Beau Casson

Personal information
- Full name: Beau Casson
- Born: 7 December 1982 (age 43) Subiaco, Western Australia, Australia
- Nickname: Buzz
- Height: 1.78 m (5 ft 10 in)
- Batting: Right-handed
- Bowling: Left-arm unorthodox spin
- Role: All rounder

International information
- National side: Australia;
- Only Test (cap 401): 12 June 2008 v West Indies

Domestic team information
- 2002/03–2005/06: Western Australia
- 2006/07–2011/12: New South Wales

Career statistics
| Competition | Test | FC | LA | T20 |
| Matches | 1 | 50 | 21 | 5 |
| Runs scored | 10 | 1,483 | 47 | – |
| Batting average | 10.00 | 22.81 | 7.83 | – |
| 100s/50s | 0/0 | 0/8 | 0/0 | – |
| Top score | 10 | 99 | 18 | – |
| Balls bowled | 192 | 8,594 | 624 | 78 |
| Wickets | 3 | 117 | 18 | 1 |
| Bowling average | 43.00 | 43.52 | 28.66 | 115.00 |
| 5 wickets in innings | 0 | 4 | 0 | 0 |
| 10 wickets in match | 0 | 1 | 0 | 0 |
| Best bowling | 3/86 | 6/64 | 4/31 | 1/20 |
| Catches/stumpings | 2/– | 22/– | 3/– | 1/– |
- Source: CricketArchive, 10 May 2022

= Beau Casson =

Australian cricketer (born 1982)

Beau Casson (born 7 December 1982) is an Australian former professional cricketer who is the current senior coach of Western Australia. Casson played for Western Australia and New South Wales from 2002 to 2011, and represented Australia at Test cricket. Primarily a left-arm wrist spinner, Casson was also capable with the bat and had a highest first-class score of 99. He retired from first-class cricket in 2011.

==Early and personal life==

Casson was born and grew up in the Perth suburb of Subiaco as one of seven children. He began bowling wrist-spin as a child after watching Shane Warne, citing him as a major influence in his career. Casson was born with Tetralogy of Fallot, a congenital heart defect for which he has undergone three open-heart surgeries.

Casson is married to Sally.

==Junior career==

A talented junior cricketer, Casson represented the Australian U-19 cricket team in Youth Test and One Day International matches between 2001 and 2002. He was a vital part of the Australian Under 19 team that won the 2002 Under 19 Cricket World Cup in New Zealand, taking 12 wickets at 15.08 in 6 matches. He was also a part of the Youth Test team that took on the Sri Lankan U-19 cricket team at Perth and Adelaide in 2001. Australia swept the series 3-0 and Casson performed solidly taking 8 wickets at 17.37 with best figures of 5/52.

- **Direction 1**
Render the records as a numbered list, starting at their first line and ending at the line that contains "77L1 218L66 211L147", with blank lines left out.
The biography of Beau Casson and the records have no connection to each other.

- **Given data**
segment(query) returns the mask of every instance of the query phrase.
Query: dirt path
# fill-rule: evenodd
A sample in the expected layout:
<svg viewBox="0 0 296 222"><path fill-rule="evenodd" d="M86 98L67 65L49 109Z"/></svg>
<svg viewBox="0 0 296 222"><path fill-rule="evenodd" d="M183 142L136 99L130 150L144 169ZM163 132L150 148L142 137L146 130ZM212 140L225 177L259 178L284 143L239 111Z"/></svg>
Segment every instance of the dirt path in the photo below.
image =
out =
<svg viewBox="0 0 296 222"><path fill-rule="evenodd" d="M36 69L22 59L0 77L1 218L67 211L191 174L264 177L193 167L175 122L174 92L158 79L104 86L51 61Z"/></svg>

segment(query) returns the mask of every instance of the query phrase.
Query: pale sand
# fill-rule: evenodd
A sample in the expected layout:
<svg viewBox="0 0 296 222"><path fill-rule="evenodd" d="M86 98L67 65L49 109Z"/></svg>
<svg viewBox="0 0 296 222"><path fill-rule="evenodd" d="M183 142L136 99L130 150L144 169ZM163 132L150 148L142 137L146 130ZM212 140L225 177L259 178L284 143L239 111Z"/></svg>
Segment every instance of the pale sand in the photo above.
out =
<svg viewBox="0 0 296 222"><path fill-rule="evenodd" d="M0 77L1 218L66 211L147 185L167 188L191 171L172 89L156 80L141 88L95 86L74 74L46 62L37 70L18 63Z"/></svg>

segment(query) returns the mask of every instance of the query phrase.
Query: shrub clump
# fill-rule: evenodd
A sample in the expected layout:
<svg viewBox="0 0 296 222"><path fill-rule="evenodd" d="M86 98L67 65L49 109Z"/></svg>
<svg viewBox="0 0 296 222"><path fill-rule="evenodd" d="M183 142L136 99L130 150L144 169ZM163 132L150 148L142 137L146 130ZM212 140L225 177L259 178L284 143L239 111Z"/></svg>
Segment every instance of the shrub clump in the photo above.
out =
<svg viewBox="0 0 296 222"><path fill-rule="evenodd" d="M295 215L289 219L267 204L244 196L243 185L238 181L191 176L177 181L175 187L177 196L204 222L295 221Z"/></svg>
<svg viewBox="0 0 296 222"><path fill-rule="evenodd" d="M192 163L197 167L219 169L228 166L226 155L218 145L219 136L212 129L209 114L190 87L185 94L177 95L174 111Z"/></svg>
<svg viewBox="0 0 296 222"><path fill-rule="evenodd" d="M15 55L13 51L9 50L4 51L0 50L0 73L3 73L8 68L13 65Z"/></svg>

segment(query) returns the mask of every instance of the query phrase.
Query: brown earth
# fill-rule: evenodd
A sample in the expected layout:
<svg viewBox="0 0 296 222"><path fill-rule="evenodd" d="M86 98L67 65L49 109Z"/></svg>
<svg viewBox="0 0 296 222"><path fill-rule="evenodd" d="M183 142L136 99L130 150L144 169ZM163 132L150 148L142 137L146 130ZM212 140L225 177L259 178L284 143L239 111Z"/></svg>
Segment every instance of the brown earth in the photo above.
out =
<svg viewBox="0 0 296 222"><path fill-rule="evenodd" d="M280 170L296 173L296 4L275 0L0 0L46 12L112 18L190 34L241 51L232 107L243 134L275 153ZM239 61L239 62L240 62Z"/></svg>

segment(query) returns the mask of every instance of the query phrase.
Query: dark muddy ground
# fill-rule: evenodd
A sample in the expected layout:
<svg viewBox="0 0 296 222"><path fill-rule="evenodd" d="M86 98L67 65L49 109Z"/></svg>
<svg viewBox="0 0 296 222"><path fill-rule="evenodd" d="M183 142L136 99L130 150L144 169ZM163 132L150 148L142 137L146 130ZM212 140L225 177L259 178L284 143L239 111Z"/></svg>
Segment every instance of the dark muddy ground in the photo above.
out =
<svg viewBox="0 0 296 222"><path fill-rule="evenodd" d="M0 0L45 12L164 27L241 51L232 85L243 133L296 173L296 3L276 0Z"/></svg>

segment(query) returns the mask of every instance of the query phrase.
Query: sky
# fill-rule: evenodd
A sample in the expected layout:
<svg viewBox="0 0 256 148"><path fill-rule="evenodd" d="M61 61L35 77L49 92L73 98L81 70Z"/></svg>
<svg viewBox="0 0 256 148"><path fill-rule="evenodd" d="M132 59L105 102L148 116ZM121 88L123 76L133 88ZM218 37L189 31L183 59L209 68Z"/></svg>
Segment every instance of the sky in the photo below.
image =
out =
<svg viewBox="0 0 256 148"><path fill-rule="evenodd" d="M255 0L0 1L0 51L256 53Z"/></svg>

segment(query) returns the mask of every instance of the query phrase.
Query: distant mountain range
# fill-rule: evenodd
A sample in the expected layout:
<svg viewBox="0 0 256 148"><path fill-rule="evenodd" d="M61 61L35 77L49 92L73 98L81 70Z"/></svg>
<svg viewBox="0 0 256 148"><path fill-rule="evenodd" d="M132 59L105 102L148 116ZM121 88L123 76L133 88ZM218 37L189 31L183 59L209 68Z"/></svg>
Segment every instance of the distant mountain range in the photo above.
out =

- **Direction 2**
Write the next part of the biography of the cricketer Beau Casson, picking up after its last sentence.

- **Reply 1**
1. segment(query) returns the mask of every instance of the query phrase.
2. Query: dirt path
3. # fill-rule: evenodd
4. A sample in the expected layout:
5. <svg viewBox="0 0 296 222"><path fill-rule="evenodd" d="M86 98L67 65L49 109Z"/></svg>
6. <svg viewBox="0 0 296 222"><path fill-rule="evenodd" d="M183 142L136 99L130 150L144 169ZM163 132L150 148L142 137L146 130ZM212 140L225 177L259 178L284 143L239 111Z"/></svg>
7. Segment every instance of the dirt path in the photo below.
8. image =
9. out =
10. <svg viewBox="0 0 296 222"><path fill-rule="evenodd" d="M36 69L22 59L0 77L1 218L67 211L191 174L264 177L193 167L175 122L174 92L158 79L104 86L51 61Z"/></svg>
11. segment(query) returns the mask of every instance of the query phrase.
12. Query: pale sand
13. # fill-rule: evenodd
14. A sample in the expected layout:
15. <svg viewBox="0 0 296 222"><path fill-rule="evenodd" d="M86 98L67 65L49 109Z"/></svg>
16. <svg viewBox="0 0 296 222"><path fill-rule="evenodd" d="M183 142L136 99L130 150L144 169ZM163 132L150 148L142 137L146 130ZM212 140L225 177L259 178L284 143L239 111Z"/></svg>
17. Segment every instance of the pale sand in the photo above.
18. out =
19. <svg viewBox="0 0 296 222"><path fill-rule="evenodd" d="M0 77L1 218L66 211L147 185L167 188L191 171L172 89L156 80L141 88L95 86L74 74L46 62L37 70L18 63Z"/></svg>

- **Reply 2**
Casson represented Western Australia at all junior levels, from playing in their Under 17 team in 1999 to their Under 19 team in 2001. He was also a multiple graduate of the Australian Cricket Academy, being a part of the academy intake in 2001, 2002 and 2006.

==Domestic career==

===Western Australia===
As a junior, Casson competed for the Western Australian Under 17 and 19 teams as well as their Second XI team, however it wasn't until the 2002–03 season when he won his first full state contract. Prior to making his first-class debut, Casson also played for a Western Australian XI that took on the travelling English cricket team, taking the wicket of James Foster and finishing with figures of 1/32. With seven of Western Australia's players away on international duties, Casson made his first-class debut on 8 December 2003 against Tasmania at the WACA Ground. He had a quiet debut with the ball, taking 0/44 in Tasmania's first innings, but had a solid showing with the bat, scoring 35 runs in Western Australia's second innings. He had an excellent second first-class match as he tore through South Australia's batting line-up in the first innings to finish with 6/64 and went on to take 10 wickets for the match and was named Man of the Match for the first time in his senior career. Casson played the remaining games of the Pura Cup for Western Australia, however he faded with the ball towards the end of the season, finishing with 17 wickets at 39.35. The 2002–03 season also saw Casson make his List A debut on 10 January 2003 against Victoria at the Melbourne Cricket Ground. He failed to take a wicket on debut, and in the three other matches he played in the ING Cup season.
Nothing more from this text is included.